◆ Work item
Leaving out all images, write out the records that follow exactly.

[Natural-language object grounding data]

^^^^

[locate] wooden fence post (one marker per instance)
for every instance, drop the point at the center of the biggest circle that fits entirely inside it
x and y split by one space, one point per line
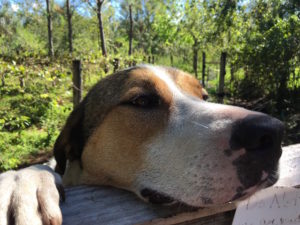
203 69
222 76
77 82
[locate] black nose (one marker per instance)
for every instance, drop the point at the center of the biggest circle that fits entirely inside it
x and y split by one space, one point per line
257 133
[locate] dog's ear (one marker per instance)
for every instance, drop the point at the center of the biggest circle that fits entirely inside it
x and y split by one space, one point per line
69 144
204 94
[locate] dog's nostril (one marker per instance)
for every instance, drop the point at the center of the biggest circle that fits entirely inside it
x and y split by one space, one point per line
257 133
263 143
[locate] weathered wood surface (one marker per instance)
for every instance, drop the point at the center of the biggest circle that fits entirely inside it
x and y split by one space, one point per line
106 205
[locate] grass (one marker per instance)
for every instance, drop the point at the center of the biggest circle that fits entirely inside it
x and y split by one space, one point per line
32 112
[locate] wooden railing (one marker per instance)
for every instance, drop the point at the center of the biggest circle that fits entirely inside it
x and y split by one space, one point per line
106 205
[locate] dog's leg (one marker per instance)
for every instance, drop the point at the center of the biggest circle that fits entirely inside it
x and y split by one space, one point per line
30 196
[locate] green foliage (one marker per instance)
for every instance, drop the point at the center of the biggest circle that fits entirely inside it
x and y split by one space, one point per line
261 39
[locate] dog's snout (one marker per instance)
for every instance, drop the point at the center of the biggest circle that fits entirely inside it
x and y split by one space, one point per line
257 133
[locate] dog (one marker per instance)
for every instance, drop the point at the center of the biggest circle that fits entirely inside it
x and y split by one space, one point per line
149 130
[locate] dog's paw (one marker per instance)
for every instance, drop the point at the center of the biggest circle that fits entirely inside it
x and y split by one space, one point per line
30 196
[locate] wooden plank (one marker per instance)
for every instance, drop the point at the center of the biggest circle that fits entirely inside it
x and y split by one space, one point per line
106 205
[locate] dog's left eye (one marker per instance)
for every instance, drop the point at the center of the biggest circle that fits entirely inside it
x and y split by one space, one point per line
145 101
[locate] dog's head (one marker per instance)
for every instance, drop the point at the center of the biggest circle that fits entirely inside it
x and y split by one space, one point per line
148 129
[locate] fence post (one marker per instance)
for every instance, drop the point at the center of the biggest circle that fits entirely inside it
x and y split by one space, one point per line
77 82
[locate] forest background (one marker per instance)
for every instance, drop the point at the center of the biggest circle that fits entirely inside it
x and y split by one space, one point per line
245 52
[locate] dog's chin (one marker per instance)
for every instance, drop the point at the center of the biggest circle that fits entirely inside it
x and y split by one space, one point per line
156 197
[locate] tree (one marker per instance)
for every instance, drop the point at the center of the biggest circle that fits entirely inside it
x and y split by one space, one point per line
70 31
100 24
130 30
50 37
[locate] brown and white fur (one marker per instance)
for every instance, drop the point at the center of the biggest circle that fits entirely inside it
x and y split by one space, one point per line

^^^^

◆ Answer to this task
[locate] wooden fence post (one marker per instance)
for every instance, drop the point at the center of the biggest circle that fits entirely inside it
x and y split by one space, one point per line
203 69
222 76
77 82
[locate] black nose (one marker per instance)
for every instance, drop the point at the center of the biggest circle that fits entirely inside it
x and y split by one space, one point per line
257 133
[locate] dog's ear (one marker per instance)
for every instance, drop the point at the center of the biggest circle that fits entirely inside it
x and y split by one space, one point per line
69 144
204 94
[locate] dog's nostril (one marker per instance)
for every instance, drop the point at the center of the biggest circle that fits entirely inside it
x and y split by one space, one point per line
257 133
263 143
[locate] weathered wood surface (one marker per instance)
for every instance, drop the point at the center of the biggest circle that fits entirely inside it
x and y split by one space, one point per line
106 205
[locate] grass (one marker per instance)
for every instance, drop the point at the center of the biggest circle that fits entirely inside it
x and y split by one space, one point per line
32 112
[locate] wooden railing (one marker per instance)
for every instance, drop the point at the center of the biggest circle that fits entirely inside it
x and y split by one space, one point per line
106 205
[locate] dog's leg (one marker per instance)
for every instance, drop the point at the center of the biggest circle that fits entirely inside it
x and y split by one space, one point per line
30 196
[locate] green foliage (one marker per instance)
for every instance, drop the point at the center of the biggest circle that fits entirely inside it
x and y split by one space, one point per line
261 39
[locate] dog's snout (one marker per instance)
for every instance, drop the point at the center of the biggest circle that fits entirely inside it
x and y split by one space, one point per line
257 133
[locate] dog (one marker per instance)
for every instance, drop the point at the center of the biggest circle that fits entirely inside it
x and y split by one space, one point per line
149 130
[locate] dog's paw (one marker per instance)
for every instance, drop the point at the center of the biggest circle that fits entirely inside it
x and y split by one space, one point per line
30 196
[locate] wooden plank (one marker per instance)
for every instance, drop the point at the center of the biggest circle that fits entirely inside it
x and y split by one space, one point per line
106 205
[locate] dog's left eye (one marker per instance)
for every instance, drop the point at the center of the biggest circle that fits entirely inside it
x and y split by one space, one point per line
145 101
[locate] dog's head (one marker per instance)
for every instance, drop the point at the center of the biggest circle that fits entirely inside it
x and y split by one space, one point per line
148 129
[locate] fence post (one marker per instance)
for every instance, drop the point at the center of the biggest circle that fits entirely inside it
x and y split by one space, one point per line
77 82
[locate] forest background (one marker per instance)
for every instance, drop the point at the center of the biggest circle that fits entirely inside it
x and y split by one space, one point per line
245 52
[locate] dog's chin (one marker per instance)
for every instance, drop the point at the center of the biggest circle that fits entirely inside it
x and y split by one space, one point per line
156 197
[locate] tree (one marker per instance)
for every instance, drop the point at the center of the biggest circle that fits entirely inside it
x and y split by one space, one point per line
70 31
100 24
130 30
50 37
[locate] brown and white fur (one marker per instance)
for every instance, drop the point at the center of the biggest circle that fits entirely inside it
x and y split by one space, one point per line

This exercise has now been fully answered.